Document text>
*** Block opens ***

USES OF ASPERGILLUS NIGER FRUCTOSYLTRANSFERASE

Abstract

The present invention relates to a method for converting sucrose comprised in a liquid food product into at least one fructooligosaccharide (FOS), the method comprising contacting said liquid food product with an Aspergillus niger fructosyltransferase under conditions allowing enzymatic conversion of sucrose to at least one FOS by said fructosyltransferase, wherein said contacting is performed at least until the sucrose concentration in said liquid food product is at most 15 g/L; and to compositions, uses, and products related thereto.

Claims

1-15. (canceled)

16. A method for converting sucrose comprised in a liquid food product into at least one fructooligosaccharide (FOS), the method comprising contacting said liquid food product with an Aspergillus niger fructosyltransferase under conditions allowing enzymatic conversion of sucrose to at least one FOS by said fructosyltransferase, wherein the contacting is performed at least until the sucrose concentration in said liquid food product is at most 15 g/L.

17. The method of claim 16, wherein after contacting the residual sucrose concentration in said liquid food product is at most 10 g/L.

*** Block closes ***

Dataset entries>

*** Block opens ***

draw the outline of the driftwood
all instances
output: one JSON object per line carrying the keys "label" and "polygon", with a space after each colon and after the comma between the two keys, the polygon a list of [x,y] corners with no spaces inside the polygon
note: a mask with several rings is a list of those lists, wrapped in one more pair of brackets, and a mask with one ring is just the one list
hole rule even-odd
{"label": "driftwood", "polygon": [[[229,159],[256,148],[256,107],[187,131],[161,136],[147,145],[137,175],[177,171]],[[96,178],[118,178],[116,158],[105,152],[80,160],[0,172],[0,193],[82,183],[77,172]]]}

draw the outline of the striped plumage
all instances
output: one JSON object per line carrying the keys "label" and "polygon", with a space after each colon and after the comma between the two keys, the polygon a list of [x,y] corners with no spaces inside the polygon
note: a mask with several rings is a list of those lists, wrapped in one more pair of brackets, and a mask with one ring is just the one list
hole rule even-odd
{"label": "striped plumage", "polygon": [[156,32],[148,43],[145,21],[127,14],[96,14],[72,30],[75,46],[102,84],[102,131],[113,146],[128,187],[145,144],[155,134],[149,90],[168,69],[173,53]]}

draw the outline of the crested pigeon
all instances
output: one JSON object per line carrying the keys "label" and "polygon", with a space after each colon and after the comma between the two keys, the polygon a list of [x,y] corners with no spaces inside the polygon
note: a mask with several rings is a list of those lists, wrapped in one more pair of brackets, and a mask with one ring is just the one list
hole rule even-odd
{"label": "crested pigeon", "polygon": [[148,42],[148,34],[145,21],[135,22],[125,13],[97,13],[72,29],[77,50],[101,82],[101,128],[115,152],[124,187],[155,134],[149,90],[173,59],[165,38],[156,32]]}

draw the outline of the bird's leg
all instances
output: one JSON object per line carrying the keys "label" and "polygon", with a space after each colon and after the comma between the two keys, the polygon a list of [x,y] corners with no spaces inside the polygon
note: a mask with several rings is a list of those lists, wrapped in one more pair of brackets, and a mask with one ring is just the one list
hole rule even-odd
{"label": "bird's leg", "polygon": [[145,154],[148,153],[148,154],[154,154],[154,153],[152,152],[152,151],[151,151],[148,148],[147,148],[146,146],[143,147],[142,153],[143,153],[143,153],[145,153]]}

*** Block closes ***

Exercise requirements>
A - According to claim 16 of the patent text, why is the liquid food product brought into contact with the Aspergillus niger fructosyltransferase, and until when must that contact continue? Answer in one to three sentences.
B - Extract the passage of the patent text from "USES OF ASPERGILLUS" up to and including "products related thereto.".

Exercise answers>
A - The liquid food product is contacted with the Aspergillus niger fructosyltransferase to convert the sucrose it contains into at least one fructooligosaccharide (FOS). This happens under conditions that allow the enzyme to carry out that conversion. The contact must continue at least until the sucrose concentration in the product is at most 15 g/L.

B -
USES OF ASPERGILLUS NIGER FRUCTOSYLTRANSFERASE

Abstract

The present invention relates to a method for converting sucrose comprised in a liquid food product into at least one fructooligosaccharide (FOS), the method comprising contacting said liquid food product with an Aspergillus niger fructosyltransferase under conditions allowing enzymatic conversion of sucrose to at least one FOS by said fructosyltransferase, wherein said contacting is performed at least until the sucrose concentration in said liquid food product is at most 15 g/L; and to compositions, uses, and products related thereto.